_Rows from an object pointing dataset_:
++++++++
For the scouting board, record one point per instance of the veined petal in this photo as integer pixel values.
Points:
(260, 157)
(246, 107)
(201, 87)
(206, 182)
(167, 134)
++++++++
_Exercise objective_:
Reproduce the lines above word for word.

_Result_:
For the scouting board, record one point per instance of the veined petal in this photo as integer pixel values.
Points:
(260, 157)
(246, 107)
(201, 87)
(206, 182)
(167, 134)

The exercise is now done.